#### SCHRIFTLICHER AUFTRAG 1
Tippen Sie aus dem Text über Europas Rolle bei einem Frieden in der Ukraine den Abschnitt ab, der bei „Bundesaußenministerin Annalena Baerbock“ beginnt und bei „außen vor bleibe.“ endet, ohne etwas daran zu ändern.

#### BEREITGESTELLTER TEXT
■ ■ ■
Ohne Europa kein dauerhafter Frieden

Die Reaktionen aus Europa ließen nicht lange auf sich warten. Frankreichs Außenminister Jean-Noël Barrot betonte:

„Es wird keinen gerechten und dauerhaften Frieden in der Ukraine ohne die Beteiligung der Europäer geben.“

Bundesaußenministerin Annalena Baerbock betonte gegenüber dem „Deutschlandfunk“, es dürfe keine Gespräche über die Köpfe der Ukrainer hinweg geben, und auch die Europäer müssten beteiligt werden.

„Europa hat Sanktionen gegen Russland verhängt, Europa investiert in die Verteidigung der Ukraine und Europa wird den Wiederaufbau des Landes finanzieren“, betonte der estnische Verteidigungsminister Hanno Pevkur laut dem Onlineportal „Euractiv“. Daher sei es nicht hinnehmbar, dass der Kontinent außen vor bleibe.

Auch der niederländische Verteidigungsminister Ruben Brekelmans argumentierte laut „Euractiv“, dass Europa die Instanz sein werde, die langfristige Sicherheitsgarantien für die Ukraine bereitstellt: „Es gibt keine andere Möglichkeit, als mit am Tisch zu sitzen.“

Litauens Verteidigungsministerin Dovilė Šakalienė betonte, dass Europa auch eine militärische Verantwortung trage: „Es liegt an uns, ob wir außen vor bleiben oder ob wir den Erwartungen gerecht werden und unsere tatsächliche Fähigkeit unter Beweis stellen, für die Ukraine zu kämpfen, für unsere eigene Freiheit zu kämpfen.“

In zehn bis 15 Jahren NATO noch stärkstes Bündnis?

Die Unsicherheit über die US-amerikanische Haltung befeuert in Europa auch strategische Fragen. Der französische Verteidigungsminister Sébastien Lecornu stellte die Zukunft der NATO zur Debatte. „Historisch gesehen ist es richtig, zu sagen, dass es sich um das größte und stärkste Bündnis der Geschichte handelt. Aber die eigentliche Frage ist, ob das in zehn oder 15 Jahren immer noch der Fall sein wird“, sagte er, nachdem die USA – das mit Abstand größte und mächtigste NATO-Mitglied – signalisiert hatten, dass ihre Sicherheitsprioritäten anderswo, unter anderem in Asien, lägen.
■ ■ ■
#### DATENSÄTZE ZUR ÜBUNG
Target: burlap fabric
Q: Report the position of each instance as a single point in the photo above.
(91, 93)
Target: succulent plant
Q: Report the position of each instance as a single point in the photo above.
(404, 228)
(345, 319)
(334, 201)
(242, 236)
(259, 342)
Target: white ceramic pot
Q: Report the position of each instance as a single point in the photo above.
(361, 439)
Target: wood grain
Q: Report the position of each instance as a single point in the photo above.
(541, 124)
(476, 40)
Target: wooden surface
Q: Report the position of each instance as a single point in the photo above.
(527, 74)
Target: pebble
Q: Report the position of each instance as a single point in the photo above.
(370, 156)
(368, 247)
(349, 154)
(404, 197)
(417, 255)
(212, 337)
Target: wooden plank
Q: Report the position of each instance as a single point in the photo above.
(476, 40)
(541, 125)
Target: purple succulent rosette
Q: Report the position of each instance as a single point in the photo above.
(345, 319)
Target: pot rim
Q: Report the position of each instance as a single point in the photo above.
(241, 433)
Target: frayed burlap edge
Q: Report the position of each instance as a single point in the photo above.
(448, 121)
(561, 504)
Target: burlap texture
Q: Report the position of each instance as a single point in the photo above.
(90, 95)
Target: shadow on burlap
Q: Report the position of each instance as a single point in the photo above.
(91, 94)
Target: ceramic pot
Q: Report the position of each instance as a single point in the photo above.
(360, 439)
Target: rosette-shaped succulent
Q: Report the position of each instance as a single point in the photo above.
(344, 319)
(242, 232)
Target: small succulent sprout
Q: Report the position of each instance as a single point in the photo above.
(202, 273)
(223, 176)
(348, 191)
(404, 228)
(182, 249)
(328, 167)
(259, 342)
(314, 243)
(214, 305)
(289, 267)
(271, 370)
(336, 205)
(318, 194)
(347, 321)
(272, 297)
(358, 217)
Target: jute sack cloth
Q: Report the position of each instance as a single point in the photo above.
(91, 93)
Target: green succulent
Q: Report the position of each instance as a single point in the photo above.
■ ■ ■
#### SCHRIFTLICHER AUFTRAG 2
Wandeln Sie in den Datensätzen die Zeilen ab der Zeile mit „Target: small succulent sprout“ bis einschließlich zur letzten Zeile der Datensätze in eine Markdown-Tabelle mit den Spalten „Nummer“ und „Zeile“ um. In „Nummer“ steht eine fortlaufende Zahl, Leerzeilen lassen Sie weg.

#### VOLLSTÄNDIGE AUSGABE 1
Bundesaußenministerin Annalena Baerbock betonte gegenüber dem „Deutschlandfunk“, es dürfe keine Gespräche über die Köpfe der Ukrainer hinweg geben, und auch die Europäer müssten beteiligt werden.

„Europa hat Sanktionen gegen Russland verhängt, Europa investiert in die Verteidigung der Ukraine und Europa wird den Wiederaufbau des Landes finanzieren“, betonte der estnische Verteidigungsminister Hanno Pevkur laut dem Onlineportal „Euractiv“. Daher sei es nicht hinnehmbar, dass der Kontinent außen vor bleibe.

#### VOLLSTÄNDIGE AUSGABE 2
| Nummer | Zeile |
|---|---|
| 1 | Target: small succulent sprout |
| 2 | Q: Report the position of each instance as a single point in the photo above. |
| 3 | (202, 273) |
| 4 | (223, 176) |
| 5 | (348, 191) |
| 6 | (404, 228) |
| 7 | (182, 249) |
| 8 | (328, 167) |
| 9 | (259, 342) |
| 10 | (314, 243) |
| 11 | (214, 305) |
| 12 | (289, 267) |
| 13 | (271, 370) |
| 14 | (336, 205) |
| 15 | (318, 194) |
| 16 | (347, 321) |
| 17 | (272, 297) |
| 18 | (358, 217) |
| 19 | Target: jute sack cloth |
| 20 | Q: Report the position of each instance as a single point in the photo above. |
| 21 | (91, 93) |
| 22 | Target: green succulent |
| 23 | Q: Report the position of each instance as a single point in the photo above. |